- [TASK INSTRUCTIONS]
Apart from the pictures, please restate every entry below exactly.

┌────────

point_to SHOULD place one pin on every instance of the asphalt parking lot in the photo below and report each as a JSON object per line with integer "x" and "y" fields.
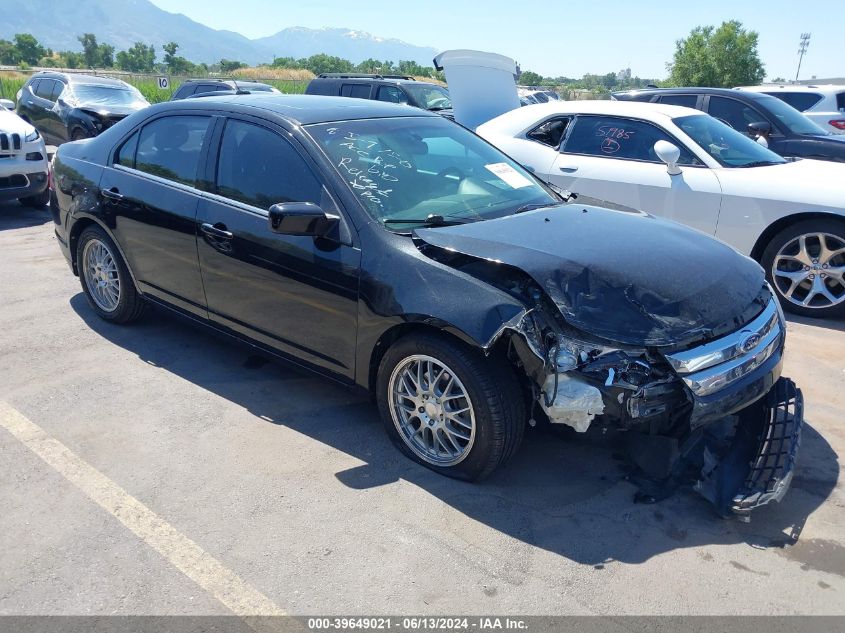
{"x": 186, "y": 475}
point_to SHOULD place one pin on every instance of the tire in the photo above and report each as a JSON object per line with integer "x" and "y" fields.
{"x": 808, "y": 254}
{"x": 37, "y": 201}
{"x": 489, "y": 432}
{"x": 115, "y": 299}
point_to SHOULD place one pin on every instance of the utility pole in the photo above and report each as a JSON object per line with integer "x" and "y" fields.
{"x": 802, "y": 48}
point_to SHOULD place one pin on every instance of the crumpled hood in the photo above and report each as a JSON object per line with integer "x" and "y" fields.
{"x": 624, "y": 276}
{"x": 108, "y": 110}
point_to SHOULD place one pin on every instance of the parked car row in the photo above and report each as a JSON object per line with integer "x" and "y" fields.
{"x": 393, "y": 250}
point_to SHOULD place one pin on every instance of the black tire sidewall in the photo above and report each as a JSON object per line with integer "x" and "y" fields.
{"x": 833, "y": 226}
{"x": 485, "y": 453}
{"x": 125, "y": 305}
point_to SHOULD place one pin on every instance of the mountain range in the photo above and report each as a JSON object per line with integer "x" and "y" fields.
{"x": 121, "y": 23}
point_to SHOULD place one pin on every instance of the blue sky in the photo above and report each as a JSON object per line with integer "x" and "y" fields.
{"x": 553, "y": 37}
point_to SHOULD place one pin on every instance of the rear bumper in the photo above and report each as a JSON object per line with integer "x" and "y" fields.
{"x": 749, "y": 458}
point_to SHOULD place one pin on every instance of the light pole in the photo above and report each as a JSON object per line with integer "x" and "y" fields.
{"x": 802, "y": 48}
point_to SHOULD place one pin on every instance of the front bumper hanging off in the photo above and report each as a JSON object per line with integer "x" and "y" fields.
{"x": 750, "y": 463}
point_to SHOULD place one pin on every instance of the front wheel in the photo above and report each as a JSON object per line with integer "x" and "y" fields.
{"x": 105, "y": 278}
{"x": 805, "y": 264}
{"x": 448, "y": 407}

└────────

- [RESULT]
point_to SHOULD place one pin on every instance of the asphalt parking lot in the photo below and report each as a JSON object per line with integer "x" and "y" fields.
{"x": 186, "y": 475}
point_to SHOULD place one pin on every instance of the tire in the photo above and report each as a JSON object per line with integer "x" and "y" fields.
{"x": 808, "y": 254}
{"x": 37, "y": 201}
{"x": 489, "y": 432}
{"x": 115, "y": 299}
point_to SHOULD place one pin on every instance of the utility pole in the photo above and report each as a JSON object per line with integer "x" and "y" fields.
{"x": 802, "y": 48}
point_to SHOULD place one pin on every instance of the crumpled hood in the photo above and report each as a JSON object per line with integer "x" and "y" fields.
{"x": 624, "y": 276}
{"x": 108, "y": 110}
point_to SHOULD place one pin on every instance of the parked car row in the photo above and report each as a JSON object per line with integer "x" and "y" fields.
{"x": 393, "y": 250}
point_to SHOULD place one pin on every instance of the black tire sidewall in the photo above and report each as a JSON object per line with integer "x" and "y" fields.
{"x": 833, "y": 226}
{"x": 485, "y": 453}
{"x": 125, "y": 305}
point_to SHOULD place one pin on every instance of the mountain range in the photo above and report each as a JSON object per line with integer "x" and "y" fields.
{"x": 121, "y": 23}
point_to SHOULD place one pin on every instance of the blue sky in the photo above and report each as a JSON object per line with integer "x" and "y" fields.
{"x": 553, "y": 37}
point_to SHOULD place one pin on every instance of the rear bumper in the photo above and report each as a JSON object per line with integer "x" and "y" fields.
{"x": 749, "y": 458}
point_to SHOULD place one pin on every instance of the light pole in the photo above and report each as a JSON object per line with integer "x" and "y" fields.
{"x": 802, "y": 48}
point_to SHOULD place one pin on every instance of the front bumper hanging off in the photo above and report each as a JSON object per line with integer "x" and "y" fields.
{"x": 750, "y": 463}
point_to SHOULD place one pin on every instance of the front wheel in the photo above and report each as a JSON object per line with integer "x" and "y" fields.
{"x": 105, "y": 278}
{"x": 805, "y": 264}
{"x": 448, "y": 407}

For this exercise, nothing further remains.